Copy the records below exactly, leaving out every picture.

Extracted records
-- Begin --
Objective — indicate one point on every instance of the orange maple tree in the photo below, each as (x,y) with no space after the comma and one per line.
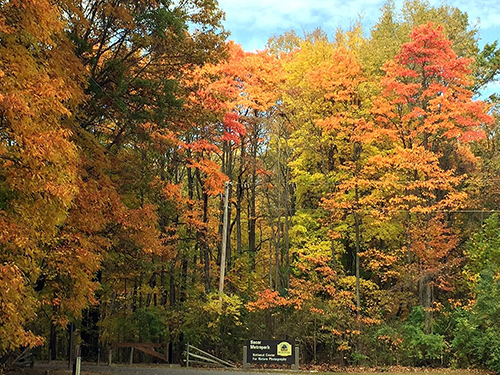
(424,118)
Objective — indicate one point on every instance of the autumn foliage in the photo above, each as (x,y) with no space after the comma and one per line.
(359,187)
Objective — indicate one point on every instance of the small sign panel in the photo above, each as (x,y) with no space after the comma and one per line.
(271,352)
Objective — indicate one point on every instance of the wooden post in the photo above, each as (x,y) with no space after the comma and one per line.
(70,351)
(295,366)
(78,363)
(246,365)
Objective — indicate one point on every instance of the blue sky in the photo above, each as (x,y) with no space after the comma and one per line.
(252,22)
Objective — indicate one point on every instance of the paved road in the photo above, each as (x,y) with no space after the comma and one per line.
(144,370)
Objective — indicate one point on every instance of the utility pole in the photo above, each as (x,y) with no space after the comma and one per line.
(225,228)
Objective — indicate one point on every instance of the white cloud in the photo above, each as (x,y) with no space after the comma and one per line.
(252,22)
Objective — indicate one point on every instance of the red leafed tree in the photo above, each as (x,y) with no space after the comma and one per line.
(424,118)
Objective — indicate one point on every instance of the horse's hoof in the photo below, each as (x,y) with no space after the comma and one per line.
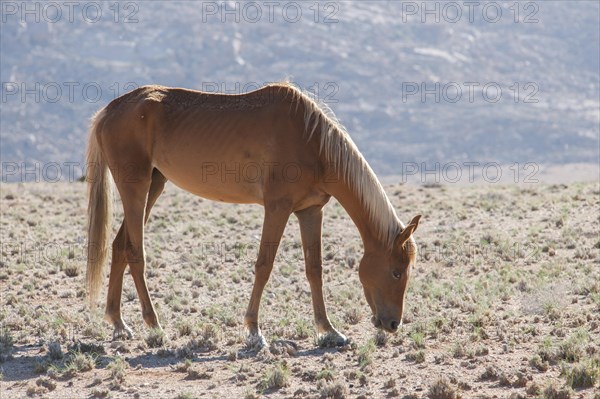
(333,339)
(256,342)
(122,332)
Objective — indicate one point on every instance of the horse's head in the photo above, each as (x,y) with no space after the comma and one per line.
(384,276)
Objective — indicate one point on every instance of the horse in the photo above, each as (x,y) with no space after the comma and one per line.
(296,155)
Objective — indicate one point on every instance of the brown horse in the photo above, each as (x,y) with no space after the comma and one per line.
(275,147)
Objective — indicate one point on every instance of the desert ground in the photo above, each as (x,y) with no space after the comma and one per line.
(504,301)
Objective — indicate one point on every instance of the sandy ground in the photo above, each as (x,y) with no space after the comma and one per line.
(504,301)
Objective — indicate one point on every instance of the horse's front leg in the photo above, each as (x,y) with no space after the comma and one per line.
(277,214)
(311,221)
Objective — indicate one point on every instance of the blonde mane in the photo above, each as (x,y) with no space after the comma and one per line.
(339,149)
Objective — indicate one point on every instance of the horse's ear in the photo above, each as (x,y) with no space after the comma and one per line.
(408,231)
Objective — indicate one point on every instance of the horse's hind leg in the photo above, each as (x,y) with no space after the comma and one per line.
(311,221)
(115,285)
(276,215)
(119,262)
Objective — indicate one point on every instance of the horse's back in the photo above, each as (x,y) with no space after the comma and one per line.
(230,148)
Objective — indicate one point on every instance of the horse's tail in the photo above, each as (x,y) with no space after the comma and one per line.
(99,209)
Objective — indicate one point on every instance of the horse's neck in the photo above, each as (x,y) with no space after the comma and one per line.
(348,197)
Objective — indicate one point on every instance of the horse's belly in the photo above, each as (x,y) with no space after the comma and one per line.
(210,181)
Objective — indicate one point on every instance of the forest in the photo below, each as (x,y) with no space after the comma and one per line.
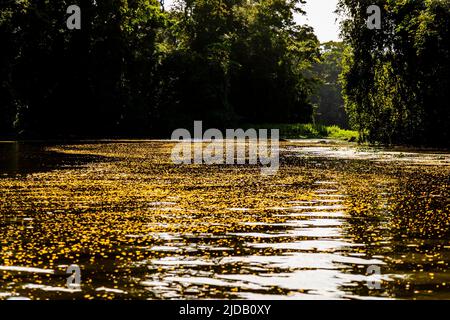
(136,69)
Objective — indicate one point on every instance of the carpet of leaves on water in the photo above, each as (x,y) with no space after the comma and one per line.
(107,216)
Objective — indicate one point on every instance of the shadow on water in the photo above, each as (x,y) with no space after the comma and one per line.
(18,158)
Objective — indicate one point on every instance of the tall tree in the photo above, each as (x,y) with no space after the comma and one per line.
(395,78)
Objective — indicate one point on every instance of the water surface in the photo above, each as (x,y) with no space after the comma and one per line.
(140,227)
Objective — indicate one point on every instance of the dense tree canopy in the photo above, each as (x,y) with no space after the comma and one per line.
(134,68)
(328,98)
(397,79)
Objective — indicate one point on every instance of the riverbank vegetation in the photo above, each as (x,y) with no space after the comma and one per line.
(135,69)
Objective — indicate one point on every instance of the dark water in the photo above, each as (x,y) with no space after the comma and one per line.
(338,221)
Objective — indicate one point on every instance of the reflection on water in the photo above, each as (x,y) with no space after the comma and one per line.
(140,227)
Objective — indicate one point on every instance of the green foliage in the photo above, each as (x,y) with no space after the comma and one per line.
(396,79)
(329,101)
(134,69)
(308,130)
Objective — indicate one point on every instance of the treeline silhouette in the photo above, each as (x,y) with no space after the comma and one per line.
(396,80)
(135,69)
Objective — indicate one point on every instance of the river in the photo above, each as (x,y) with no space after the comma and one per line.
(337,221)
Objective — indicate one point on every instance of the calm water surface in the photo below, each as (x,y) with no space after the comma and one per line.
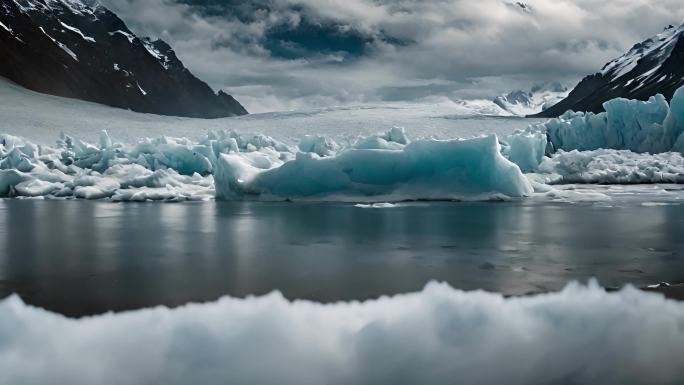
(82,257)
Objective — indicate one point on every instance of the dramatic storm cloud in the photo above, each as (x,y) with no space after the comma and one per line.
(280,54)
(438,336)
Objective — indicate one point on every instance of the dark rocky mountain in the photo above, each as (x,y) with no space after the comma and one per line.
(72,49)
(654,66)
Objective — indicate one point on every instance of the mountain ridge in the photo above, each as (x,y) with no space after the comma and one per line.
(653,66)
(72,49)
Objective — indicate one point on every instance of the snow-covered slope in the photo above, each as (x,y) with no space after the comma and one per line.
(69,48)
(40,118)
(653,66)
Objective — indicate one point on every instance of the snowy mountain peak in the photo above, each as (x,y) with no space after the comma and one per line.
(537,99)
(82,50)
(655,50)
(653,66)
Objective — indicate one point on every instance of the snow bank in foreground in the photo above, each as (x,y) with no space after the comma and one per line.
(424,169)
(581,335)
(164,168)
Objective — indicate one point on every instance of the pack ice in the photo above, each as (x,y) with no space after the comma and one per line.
-- End --
### Answer for the task
Objective — indicate one point on every instance of the orange maple tree in the photo below, each as (x,y) with no space after the comma and one per line.
(424,118)
Objective — indicate one point on every instance of the autumn foliage in the photo above, each as (x,y) with no space after the comma and one per line.
(359,187)
Objective — indicate one point on every instance of the small sign panel in the photo above, each as (x,y) with no space after the comma and one per line.
(271,352)
Objective — indicate one point on every instance of the wooden post in the photo above, each as (x,y) with no space after the comma and one per line.
(70,351)
(295,366)
(78,363)
(246,365)
Objective — indicate one point on every instance of the blue sky in the photo above, each as (x,y) with no space after the comma and one per line.
(252,22)
Objective — indicate one point on every instance of the paved road in the photo above, each as (x,y) with no space after the comma and one per line.
(144,370)
Objective — indicate one point on every instance of the utility pole in the photo above, each as (x,y) with no space after the comma and one per line.
(225,228)
Objective — indicate one point on every instance of the white cloud in the photo above, each as (x,y) with no space after the comma and one per line.
(252,22)
Objective — indicate one point on every instance of the red leafed tree in the photo above, each as (x,y) with no space after the comma and one per line.
(424,118)
Objective — indicate one point on every instance of the horse's hoof in the photo below, each as (x,y) with no space after the comma and one per line.
(333,339)
(256,342)
(122,332)
Objective — indicate one point on every instance of the horse's head in the photo above, each as (x,y) with no space after the comma and one per line.
(384,276)
Objective — indicate one point on every instance of the horse in the photo above, each as (x,y) with no space after the comma and one per line.
(296,155)
Objective — indicate one point on every instance of the brown horse in the photo above, each as (x,y) with no space after the comma and one per line.
(275,147)
Objective — indicate one point on every instance of the desert ground in the photo above, each as (x,y) with no space after the comma and one per line.
(504,301)
Objective — indicate one point on every instance of the sandy ground in the photo above, each as (x,y) with no space after the comma and one per line.
(504,301)
Objective — indicate one point on every instance of the horse's front leg in the photo above, each as (x,y) with no space after the comma and one per line.
(277,214)
(311,221)
Objective — indicate one point on every instance of the blonde mane in the photo above, each as (x,y) with no space after the comma and one per line.
(339,149)
Objective — indicate one point on every instance of the horse's ear in the photo above, each as (x,y) with no space after the comma and one per line.
(408,231)
Objective — indicate one point on every instance of the horse's hind leg in the photo above, each as (x,y) with no space after the comma and one per line.
(311,221)
(115,285)
(276,215)
(119,262)
Objective — indicate one point on every instance of the horse's back in the photo above, each as (x,y) with no space after the comma and one per line.
(230,148)
Objective — indicate one point on every instance of the horse's tail in the photo above, each as (x,y) with no space after the comma and one per line.
(99,209)
Objective — indicate one point on every instance of the horse's neck in the photo above, each as (x,y) with no space after the comma and one per line.
(348,197)
Objective — indicate one point on every instance of the horse's belly in the photo above, each as (x,y) with no space after the comma and one per line.
(210,181)
Objective — indicate one point on every instance of the forest in the photo below, each as (x,y) with no space after the comma and one per line.
(136,69)
Objective — indicate one point on every instance of the carpet of leaves on water in the photo above, each as (x,y) with no space after the comma and one per line.
(107,216)
Objective — indicate one point on every instance of the shadow on water in the photo above, each as (x,y) with no space after the comma and one per line.
(18,158)
Objective — indicate one point on every instance of the tall tree in the photo above, each as (x,y) with no space after the comma and one per line.
(395,78)
Objective — indicate one point on every instance of the water surface in the photo above, each as (x,y) with no space after the comma and one per line.
(140,227)
Objective — indicate one point on every instance of the dense tree canopy in the photo above, each as (x,y) with no space after the comma and one per line.
(134,68)
(328,98)
(397,79)
Objective — indicate one point on every instance of the riverbank vegetation in the photo above, each as (x,y) with no space after the comma and one per line.
(135,69)
Objective — indicate one point on every instance of the dark water in the photo above, each as (x,y) with no space after the comma and one per line.
(338,221)
Objective — indicate one point on every instance of the reflection on water in the photo above, each as (x,y) with no space after the comma and one per line.
(140,227)
Objective — indicate one point on every instance of the green foliage in the photo above, each as (x,y) with no space after the comma and one per line.
(396,79)
(329,101)
(134,69)
(308,130)
Objective — indicate one point on every instance of the treeline silhouette in the photo above, each as (x,y) with no space after the comma and one per line.
(396,80)
(135,69)
Objective — indicate one point on every instance of the river in the photo above, each as (x,y) with no space after the comma and one per line.
(337,221)
Objective — indicate one point on every instance of the calm water surface in the photo below, each as (x,y) with no space after the comma and one per line.
(82,257)
Objective — indicate one point on every instance of the dramatic storm cloud in the photo above, each as (x,y) with no space after the comma and one per line.
(280,54)
(438,336)
Objective — indicate one point on every instance of the dark rocky mountain in the photo above, each as (x,y) with no space after the comma and one per line.
(72,49)
(654,66)
Objective — indicate one point on every instance of the mountain ridge in the photo above, each as (x,y) with no space after the comma and one per line.
(653,66)
(72,49)
Objective — indicate one point on every instance of the snow-covered slope in the photo above, each as (x,y) with no space after the comma and one per line.
(69,48)
(40,118)
(653,66)
Objective — indicate one point on every instance of the snowy mountain peak in the photo above, each as (x,y) with no space after the comma and one per line.
(537,99)
(82,50)
(655,50)
(653,66)
Objective — indicate one point on every instance of the snow bank in foreground in the photo above, each as (x,y) with no space after the comma and one per line.
(424,169)
(581,335)
(164,168)
Objective — indicate one point on every instance of the pack ice in the photo above, each as (x,y) with no space after the comma and one per line.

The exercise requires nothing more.